───── DATA EXCERPTS

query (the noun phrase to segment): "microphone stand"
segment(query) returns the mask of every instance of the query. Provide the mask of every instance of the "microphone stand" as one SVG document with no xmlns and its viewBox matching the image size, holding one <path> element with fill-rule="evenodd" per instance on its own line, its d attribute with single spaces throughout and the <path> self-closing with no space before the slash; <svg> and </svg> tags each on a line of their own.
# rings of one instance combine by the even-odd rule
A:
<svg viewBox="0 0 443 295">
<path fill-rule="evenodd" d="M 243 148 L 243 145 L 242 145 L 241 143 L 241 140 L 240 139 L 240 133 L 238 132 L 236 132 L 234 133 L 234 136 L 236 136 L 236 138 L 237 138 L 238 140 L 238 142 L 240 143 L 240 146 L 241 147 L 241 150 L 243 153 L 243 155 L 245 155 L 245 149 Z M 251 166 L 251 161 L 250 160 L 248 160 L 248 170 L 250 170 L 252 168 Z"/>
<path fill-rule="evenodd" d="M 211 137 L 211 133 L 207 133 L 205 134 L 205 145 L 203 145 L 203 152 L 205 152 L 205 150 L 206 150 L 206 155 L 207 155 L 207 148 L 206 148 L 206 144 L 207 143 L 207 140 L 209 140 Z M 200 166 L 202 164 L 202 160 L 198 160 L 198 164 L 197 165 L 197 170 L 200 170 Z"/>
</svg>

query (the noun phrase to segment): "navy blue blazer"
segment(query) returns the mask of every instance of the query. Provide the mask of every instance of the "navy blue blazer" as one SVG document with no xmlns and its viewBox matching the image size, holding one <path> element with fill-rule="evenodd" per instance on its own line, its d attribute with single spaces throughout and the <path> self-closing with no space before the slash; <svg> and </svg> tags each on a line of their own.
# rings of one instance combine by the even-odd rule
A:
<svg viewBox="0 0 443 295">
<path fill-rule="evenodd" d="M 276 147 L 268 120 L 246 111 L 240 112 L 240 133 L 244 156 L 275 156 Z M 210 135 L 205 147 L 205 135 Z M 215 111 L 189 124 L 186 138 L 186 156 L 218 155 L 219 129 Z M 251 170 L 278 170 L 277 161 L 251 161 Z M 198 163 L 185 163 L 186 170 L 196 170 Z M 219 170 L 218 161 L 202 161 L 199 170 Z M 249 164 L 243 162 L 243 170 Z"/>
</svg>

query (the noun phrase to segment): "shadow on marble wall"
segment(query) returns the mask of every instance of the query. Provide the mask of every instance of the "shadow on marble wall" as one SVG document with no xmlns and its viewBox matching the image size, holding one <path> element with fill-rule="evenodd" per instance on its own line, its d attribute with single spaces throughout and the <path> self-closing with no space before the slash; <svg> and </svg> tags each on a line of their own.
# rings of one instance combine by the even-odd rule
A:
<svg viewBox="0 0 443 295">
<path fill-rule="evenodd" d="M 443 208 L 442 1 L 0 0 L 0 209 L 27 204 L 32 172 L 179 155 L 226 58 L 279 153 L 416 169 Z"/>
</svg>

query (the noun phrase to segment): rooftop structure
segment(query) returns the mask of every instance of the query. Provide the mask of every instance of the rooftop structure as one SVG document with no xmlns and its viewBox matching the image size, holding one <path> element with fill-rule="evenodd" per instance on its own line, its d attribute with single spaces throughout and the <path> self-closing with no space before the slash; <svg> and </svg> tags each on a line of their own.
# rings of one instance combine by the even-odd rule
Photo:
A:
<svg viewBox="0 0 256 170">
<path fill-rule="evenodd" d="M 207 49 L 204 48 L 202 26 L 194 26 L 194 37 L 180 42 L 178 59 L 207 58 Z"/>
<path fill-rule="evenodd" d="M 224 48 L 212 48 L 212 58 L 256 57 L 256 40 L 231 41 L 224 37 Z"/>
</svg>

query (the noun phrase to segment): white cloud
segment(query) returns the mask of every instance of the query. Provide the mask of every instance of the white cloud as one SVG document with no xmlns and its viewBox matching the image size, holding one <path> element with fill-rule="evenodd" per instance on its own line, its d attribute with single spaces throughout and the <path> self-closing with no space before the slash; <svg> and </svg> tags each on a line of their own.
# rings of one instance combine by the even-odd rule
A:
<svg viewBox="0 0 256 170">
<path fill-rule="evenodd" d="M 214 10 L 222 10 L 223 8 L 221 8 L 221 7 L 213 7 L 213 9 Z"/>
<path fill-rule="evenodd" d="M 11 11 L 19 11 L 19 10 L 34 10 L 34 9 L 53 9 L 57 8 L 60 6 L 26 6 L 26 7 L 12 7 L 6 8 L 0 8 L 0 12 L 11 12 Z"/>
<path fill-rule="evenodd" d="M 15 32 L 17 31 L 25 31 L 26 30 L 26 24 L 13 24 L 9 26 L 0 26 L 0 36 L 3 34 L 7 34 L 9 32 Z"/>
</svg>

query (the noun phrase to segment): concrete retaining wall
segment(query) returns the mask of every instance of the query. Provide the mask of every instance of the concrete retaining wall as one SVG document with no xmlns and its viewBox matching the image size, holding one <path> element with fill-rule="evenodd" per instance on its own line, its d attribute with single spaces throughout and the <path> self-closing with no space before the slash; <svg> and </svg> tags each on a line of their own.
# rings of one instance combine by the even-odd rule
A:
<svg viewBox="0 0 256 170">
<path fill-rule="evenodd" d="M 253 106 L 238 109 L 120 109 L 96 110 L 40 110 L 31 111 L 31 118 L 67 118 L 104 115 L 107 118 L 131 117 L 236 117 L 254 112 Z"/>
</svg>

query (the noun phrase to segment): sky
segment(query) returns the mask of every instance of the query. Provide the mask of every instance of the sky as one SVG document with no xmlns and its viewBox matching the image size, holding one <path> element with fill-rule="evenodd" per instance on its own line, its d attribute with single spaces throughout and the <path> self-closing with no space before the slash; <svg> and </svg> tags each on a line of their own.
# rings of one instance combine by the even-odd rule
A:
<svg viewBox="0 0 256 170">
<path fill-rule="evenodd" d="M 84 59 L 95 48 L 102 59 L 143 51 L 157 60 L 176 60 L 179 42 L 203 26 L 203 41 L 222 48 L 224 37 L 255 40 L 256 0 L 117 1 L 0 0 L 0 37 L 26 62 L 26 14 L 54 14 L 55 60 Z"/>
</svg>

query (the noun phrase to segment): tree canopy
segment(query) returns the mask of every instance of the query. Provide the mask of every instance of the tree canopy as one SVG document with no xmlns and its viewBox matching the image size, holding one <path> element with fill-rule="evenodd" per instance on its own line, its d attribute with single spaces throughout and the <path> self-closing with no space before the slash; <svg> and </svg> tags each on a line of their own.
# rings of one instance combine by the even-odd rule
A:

──────────

● TASK STATEMENT: Exact repetition is required for the lines from the one that contains "query (the noun phrase to segment): tree" through the final line; leave out everything else.

● RESULT OF THE EXERCISE:
query (the noun phrase to segment): tree canopy
segment(query) returns the mask of every instance of the query. Provide the mask of every instance of the tree canopy as one SVG document with no xmlns and its viewBox matching the image size, holding one <path> element with fill-rule="evenodd" per instance on its own line, its d attribute with single spaces throughout and the <path> self-closing with no space before the slash; <svg> and </svg> tags each on a line of their own.
# rings of one instance combine by the even-odd rule
A:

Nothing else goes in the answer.